▶ **WHAT TO WORK ON**
Beginning with the line that holds "Expected behaviour: for every instance of the overcast" and ending with the last line, please repeat the entries exactly and omit the pictures.

▶ **EXERCISE DATA**

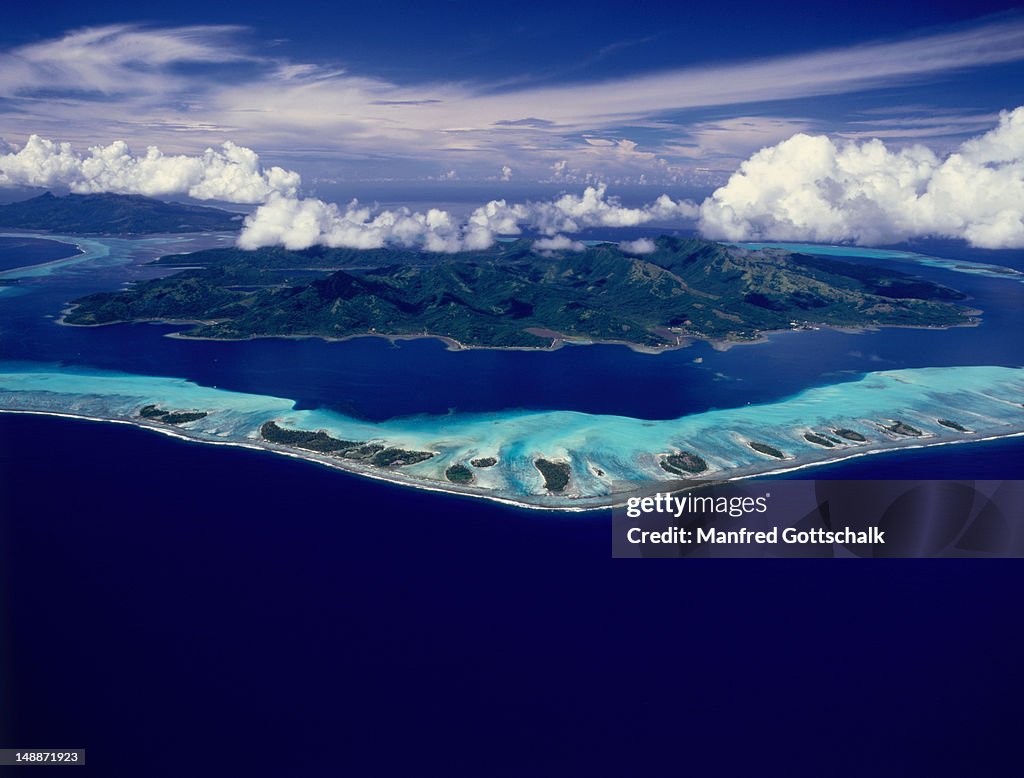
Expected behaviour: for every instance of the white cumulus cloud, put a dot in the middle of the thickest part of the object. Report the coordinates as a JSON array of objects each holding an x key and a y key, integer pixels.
[
  {"x": 231, "y": 173},
  {"x": 640, "y": 246},
  {"x": 299, "y": 223},
  {"x": 558, "y": 243},
  {"x": 812, "y": 188}
]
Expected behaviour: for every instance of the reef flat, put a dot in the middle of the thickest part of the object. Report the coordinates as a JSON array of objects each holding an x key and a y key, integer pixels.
[
  {"x": 512, "y": 296},
  {"x": 554, "y": 459}
]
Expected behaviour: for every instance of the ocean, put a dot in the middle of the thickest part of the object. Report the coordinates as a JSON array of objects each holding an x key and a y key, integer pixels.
[{"x": 181, "y": 609}]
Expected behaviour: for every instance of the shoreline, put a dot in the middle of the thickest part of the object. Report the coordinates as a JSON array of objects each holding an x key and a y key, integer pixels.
[
  {"x": 597, "y": 503},
  {"x": 558, "y": 341}
]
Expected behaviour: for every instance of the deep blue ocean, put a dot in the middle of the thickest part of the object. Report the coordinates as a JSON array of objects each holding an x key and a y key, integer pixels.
[{"x": 189, "y": 610}]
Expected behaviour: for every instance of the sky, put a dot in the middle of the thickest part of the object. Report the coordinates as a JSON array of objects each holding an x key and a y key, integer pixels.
[{"x": 577, "y": 94}]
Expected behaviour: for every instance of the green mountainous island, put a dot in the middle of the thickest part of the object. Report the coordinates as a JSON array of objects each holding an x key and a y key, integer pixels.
[
  {"x": 511, "y": 296},
  {"x": 115, "y": 214}
]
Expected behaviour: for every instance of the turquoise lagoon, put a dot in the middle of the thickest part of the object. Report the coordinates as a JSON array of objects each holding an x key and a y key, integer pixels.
[{"x": 610, "y": 457}]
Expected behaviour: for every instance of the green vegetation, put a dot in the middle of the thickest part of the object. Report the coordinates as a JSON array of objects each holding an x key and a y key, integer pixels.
[
  {"x": 901, "y": 428},
  {"x": 320, "y": 441},
  {"x": 769, "y": 450},
  {"x": 391, "y": 457},
  {"x": 170, "y": 417},
  {"x": 311, "y": 441},
  {"x": 556, "y": 474},
  {"x": 512, "y": 296},
  {"x": 115, "y": 214},
  {"x": 459, "y": 474},
  {"x": 683, "y": 463},
  {"x": 850, "y": 435},
  {"x": 813, "y": 437}
]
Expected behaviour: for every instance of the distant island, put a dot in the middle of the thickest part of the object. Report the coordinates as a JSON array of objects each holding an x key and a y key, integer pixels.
[
  {"x": 512, "y": 296},
  {"x": 114, "y": 214}
]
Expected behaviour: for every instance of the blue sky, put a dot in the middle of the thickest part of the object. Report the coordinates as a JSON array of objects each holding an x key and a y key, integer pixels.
[{"x": 573, "y": 92}]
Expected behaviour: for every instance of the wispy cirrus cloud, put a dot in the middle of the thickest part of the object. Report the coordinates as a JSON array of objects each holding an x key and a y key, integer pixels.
[{"x": 131, "y": 82}]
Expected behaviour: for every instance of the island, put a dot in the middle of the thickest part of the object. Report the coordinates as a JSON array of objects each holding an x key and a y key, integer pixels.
[
  {"x": 553, "y": 459},
  {"x": 511, "y": 296},
  {"x": 115, "y": 214}
]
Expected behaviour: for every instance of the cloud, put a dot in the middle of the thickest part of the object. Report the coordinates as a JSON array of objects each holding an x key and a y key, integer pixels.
[
  {"x": 640, "y": 246},
  {"x": 558, "y": 243},
  {"x": 231, "y": 173},
  {"x": 300, "y": 223},
  {"x": 812, "y": 188},
  {"x": 158, "y": 85}
]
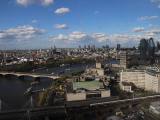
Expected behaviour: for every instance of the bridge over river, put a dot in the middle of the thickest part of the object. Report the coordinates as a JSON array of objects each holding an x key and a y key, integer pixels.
[
  {"x": 62, "y": 111},
  {"x": 30, "y": 75}
]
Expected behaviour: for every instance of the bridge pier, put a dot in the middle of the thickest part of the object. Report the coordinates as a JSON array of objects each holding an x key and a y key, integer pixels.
[
  {"x": 46, "y": 118},
  {"x": 0, "y": 105}
]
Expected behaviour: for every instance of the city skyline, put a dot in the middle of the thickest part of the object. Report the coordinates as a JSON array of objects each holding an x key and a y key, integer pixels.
[{"x": 70, "y": 23}]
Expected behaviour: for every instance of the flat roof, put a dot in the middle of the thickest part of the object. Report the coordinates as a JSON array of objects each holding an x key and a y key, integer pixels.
[{"x": 89, "y": 85}]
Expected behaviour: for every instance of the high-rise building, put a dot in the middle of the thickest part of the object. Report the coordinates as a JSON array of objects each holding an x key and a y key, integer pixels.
[
  {"x": 123, "y": 59},
  {"x": 118, "y": 46}
]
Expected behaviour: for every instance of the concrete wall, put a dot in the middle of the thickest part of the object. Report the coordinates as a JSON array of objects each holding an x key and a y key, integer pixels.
[
  {"x": 105, "y": 93},
  {"x": 75, "y": 96},
  {"x": 136, "y": 77},
  {"x": 152, "y": 83}
]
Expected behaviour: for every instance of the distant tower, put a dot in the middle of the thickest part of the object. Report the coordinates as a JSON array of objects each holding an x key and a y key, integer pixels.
[
  {"x": 123, "y": 59},
  {"x": 118, "y": 46}
]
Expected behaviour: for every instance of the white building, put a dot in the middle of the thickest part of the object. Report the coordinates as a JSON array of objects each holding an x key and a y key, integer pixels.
[{"x": 148, "y": 79}]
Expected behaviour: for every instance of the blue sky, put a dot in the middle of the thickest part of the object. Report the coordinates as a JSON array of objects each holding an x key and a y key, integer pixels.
[{"x": 70, "y": 23}]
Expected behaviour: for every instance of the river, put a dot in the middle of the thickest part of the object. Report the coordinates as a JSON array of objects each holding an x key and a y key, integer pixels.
[{"x": 12, "y": 88}]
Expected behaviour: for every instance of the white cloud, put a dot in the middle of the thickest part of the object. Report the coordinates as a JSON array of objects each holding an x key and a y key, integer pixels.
[
  {"x": 61, "y": 26},
  {"x": 20, "y": 33},
  {"x": 156, "y": 2},
  {"x": 30, "y": 2},
  {"x": 100, "y": 37},
  {"x": 77, "y": 35},
  {"x": 62, "y": 11},
  {"x": 34, "y": 21},
  {"x": 47, "y": 2},
  {"x": 143, "y": 18},
  {"x": 138, "y": 29}
]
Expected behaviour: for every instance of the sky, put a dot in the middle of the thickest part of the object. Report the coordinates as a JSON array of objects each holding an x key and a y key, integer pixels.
[{"x": 28, "y": 24}]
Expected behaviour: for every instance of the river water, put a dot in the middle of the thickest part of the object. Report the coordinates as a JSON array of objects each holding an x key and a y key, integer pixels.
[{"x": 12, "y": 88}]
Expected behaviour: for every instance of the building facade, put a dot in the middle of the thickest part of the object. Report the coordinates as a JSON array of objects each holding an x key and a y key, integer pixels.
[{"x": 148, "y": 79}]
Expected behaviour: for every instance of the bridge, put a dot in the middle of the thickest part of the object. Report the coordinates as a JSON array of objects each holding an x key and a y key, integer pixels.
[
  {"x": 29, "y": 74},
  {"x": 68, "y": 106}
]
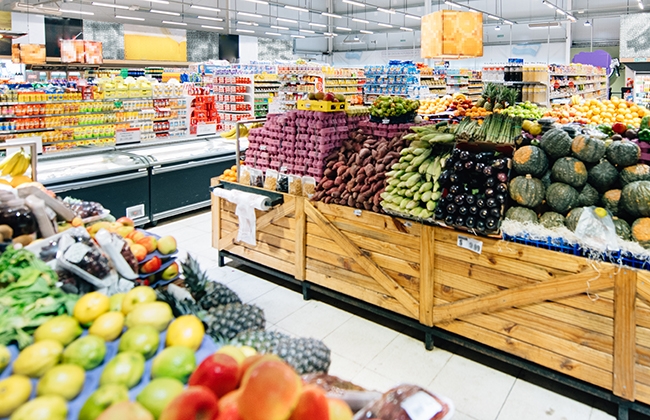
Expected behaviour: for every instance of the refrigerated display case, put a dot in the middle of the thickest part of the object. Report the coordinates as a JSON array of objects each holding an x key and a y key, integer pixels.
[
  {"x": 147, "y": 182},
  {"x": 118, "y": 180},
  {"x": 180, "y": 173}
]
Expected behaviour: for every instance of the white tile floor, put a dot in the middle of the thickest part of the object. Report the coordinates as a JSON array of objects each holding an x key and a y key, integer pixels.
[{"x": 377, "y": 357}]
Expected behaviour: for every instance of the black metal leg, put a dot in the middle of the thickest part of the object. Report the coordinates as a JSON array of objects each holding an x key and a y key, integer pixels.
[
  {"x": 428, "y": 341},
  {"x": 305, "y": 291}
]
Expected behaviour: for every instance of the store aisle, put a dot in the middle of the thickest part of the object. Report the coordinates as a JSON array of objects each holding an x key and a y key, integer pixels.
[{"x": 377, "y": 357}]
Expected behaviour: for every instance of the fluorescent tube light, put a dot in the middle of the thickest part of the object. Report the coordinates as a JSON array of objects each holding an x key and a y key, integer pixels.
[
  {"x": 164, "y": 12},
  {"x": 129, "y": 18},
  {"x": 111, "y": 5},
  {"x": 300, "y": 9},
  {"x": 211, "y": 9},
  {"x": 76, "y": 11}
]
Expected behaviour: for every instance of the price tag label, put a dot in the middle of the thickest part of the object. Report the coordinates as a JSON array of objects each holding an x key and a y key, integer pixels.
[
  {"x": 471, "y": 244},
  {"x": 127, "y": 136}
]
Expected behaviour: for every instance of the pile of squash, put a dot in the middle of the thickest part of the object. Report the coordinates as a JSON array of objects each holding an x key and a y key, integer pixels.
[{"x": 554, "y": 181}]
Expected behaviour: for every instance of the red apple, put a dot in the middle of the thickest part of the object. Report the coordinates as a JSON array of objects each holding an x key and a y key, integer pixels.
[
  {"x": 195, "y": 403},
  {"x": 126, "y": 221},
  {"x": 219, "y": 373},
  {"x": 151, "y": 266}
]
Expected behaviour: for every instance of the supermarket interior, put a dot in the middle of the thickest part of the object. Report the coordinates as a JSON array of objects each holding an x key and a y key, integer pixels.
[{"x": 324, "y": 210}]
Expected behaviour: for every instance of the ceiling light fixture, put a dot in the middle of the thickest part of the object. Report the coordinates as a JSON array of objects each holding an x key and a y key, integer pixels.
[
  {"x": 250, "y": 14},
  {"x": 354, "y": 3},
  {"x": 300, "y": 9},
  {"x": 76, "y": 11},
  {"x": 111, "y": 5},
  {"x": 211, "y": 9},
  {"x": 129, "y": 18},
  {"x": 164, "y": 12}
]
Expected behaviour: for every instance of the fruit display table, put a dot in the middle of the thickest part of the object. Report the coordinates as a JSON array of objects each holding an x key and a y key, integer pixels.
[{"x": 588, "y": 321}]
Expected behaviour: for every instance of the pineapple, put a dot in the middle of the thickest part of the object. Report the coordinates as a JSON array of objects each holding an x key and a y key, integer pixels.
[
  {"x": 225, "y": 322},
  {"x": 305, "y": 355},
  {"x": 208, "y": 293}
]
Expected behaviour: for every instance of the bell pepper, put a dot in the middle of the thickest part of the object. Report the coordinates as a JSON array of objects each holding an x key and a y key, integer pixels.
[{"x": 644, "y": 135}]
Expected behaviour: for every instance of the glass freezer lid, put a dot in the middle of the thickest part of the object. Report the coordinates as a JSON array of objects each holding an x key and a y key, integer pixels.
[{"x": 74, "y": 167}]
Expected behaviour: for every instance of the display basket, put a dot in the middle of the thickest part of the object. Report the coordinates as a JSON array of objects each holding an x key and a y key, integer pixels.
[{"x": 322, "y": 106}]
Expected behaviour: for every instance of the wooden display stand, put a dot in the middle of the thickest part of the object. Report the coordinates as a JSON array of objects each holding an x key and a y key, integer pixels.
[{"x": 590, "y": 321}]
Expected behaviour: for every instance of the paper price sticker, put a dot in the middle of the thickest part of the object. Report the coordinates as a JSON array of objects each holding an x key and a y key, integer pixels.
[
  {"x": 471, "y": 244},
  {"x": 421, "y": 406}
]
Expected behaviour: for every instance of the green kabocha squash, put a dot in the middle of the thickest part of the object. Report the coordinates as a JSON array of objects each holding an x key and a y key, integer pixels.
[
  {"x": 611, "y": 201},
  {"x": 635, "y": 199},
  {"x": 521, "y": 214},
  {"x": 641, "y": 231},
  {"x": 588, "y": 196},
  {"x": 623, "y": 153},
  {"x": 556, "y": 143},
  {"x": 530, "y": 160},
  {"x": 561, "y": 197},
  {"x": 570, "y": 171},
  {"x": 527, "y": 191},
  {"x": 551, "y": 220},
  {"x": 602, "y": 176},
  {"x": 623, "y": 229},
  {"x": 588, "y": 149},
  {"x": 573, "y": 218},
  {"x": 638, "y": 172}
]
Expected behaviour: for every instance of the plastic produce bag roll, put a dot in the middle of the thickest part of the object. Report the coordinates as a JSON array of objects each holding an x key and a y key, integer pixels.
[{"x": 246, "y": 203}]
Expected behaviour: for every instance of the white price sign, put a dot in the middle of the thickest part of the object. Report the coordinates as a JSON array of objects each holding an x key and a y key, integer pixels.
[
  {"x": 471, "y": 244},
  {"x": 127, "y": 136},
  {"x": 206, "y": 128}
]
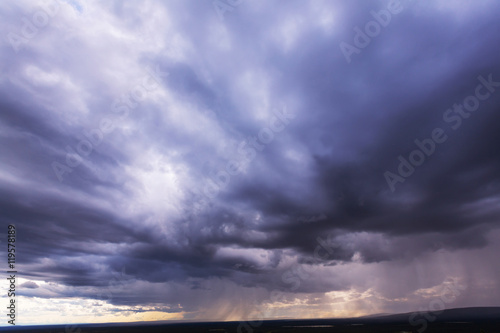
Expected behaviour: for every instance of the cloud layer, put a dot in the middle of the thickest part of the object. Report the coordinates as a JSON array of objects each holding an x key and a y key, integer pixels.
[{"x": 160, "y": 158}]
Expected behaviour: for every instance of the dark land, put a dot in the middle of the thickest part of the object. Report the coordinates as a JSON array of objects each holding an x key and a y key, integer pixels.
[{"x": 477, "y": 320}]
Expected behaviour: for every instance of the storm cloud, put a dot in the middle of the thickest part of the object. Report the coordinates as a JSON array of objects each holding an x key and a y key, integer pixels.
[{"x": 183, "y": 160}]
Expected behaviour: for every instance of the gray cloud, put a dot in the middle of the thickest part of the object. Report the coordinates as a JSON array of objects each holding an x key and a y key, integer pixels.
[{"x": 137, "y": 202}]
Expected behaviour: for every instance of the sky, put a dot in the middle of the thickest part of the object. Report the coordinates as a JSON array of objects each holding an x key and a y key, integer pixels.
[{"x": 234, "y": 160}]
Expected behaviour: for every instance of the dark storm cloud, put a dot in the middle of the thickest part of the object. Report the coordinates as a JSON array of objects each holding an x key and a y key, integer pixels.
[{"x": 351, "y": 122}]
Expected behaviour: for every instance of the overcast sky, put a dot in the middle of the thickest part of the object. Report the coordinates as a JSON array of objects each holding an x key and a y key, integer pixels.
[{"x": 192, "y": 159}]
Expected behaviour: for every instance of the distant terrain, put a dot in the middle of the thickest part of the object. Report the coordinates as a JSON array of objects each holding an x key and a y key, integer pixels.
[{"x": 470, "y": 320}]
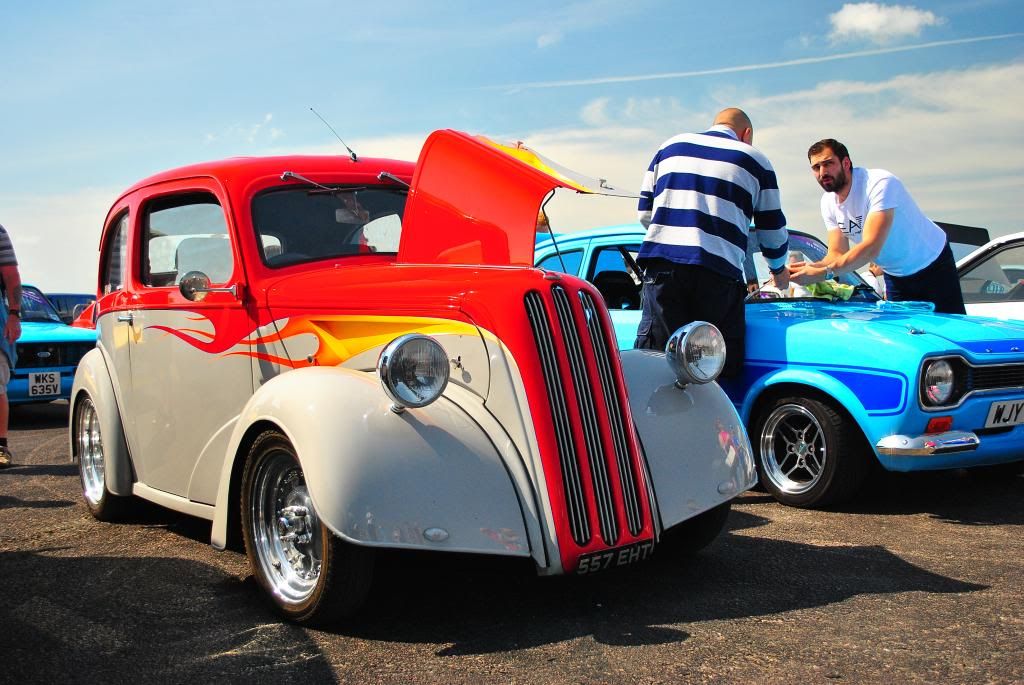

▶ **SOLUTION TO THIS EXERCISE**
Expected behaviour: for every instance of the overcast sky, put a dot in the middle of the thickest part of the object. Report the coordinates as a JSON array of objects each holding an x key and a y key, integer pixels.
[{"x": 192, "y": 159}]
Expected behaviour: for every instance of the distant terrain, put a dot in the middle of the thickest part of the object. Report the coordinates as a JSON array of objects each holding an x key and a y key, integer pixels.
[{"x": 470, "y": 320}]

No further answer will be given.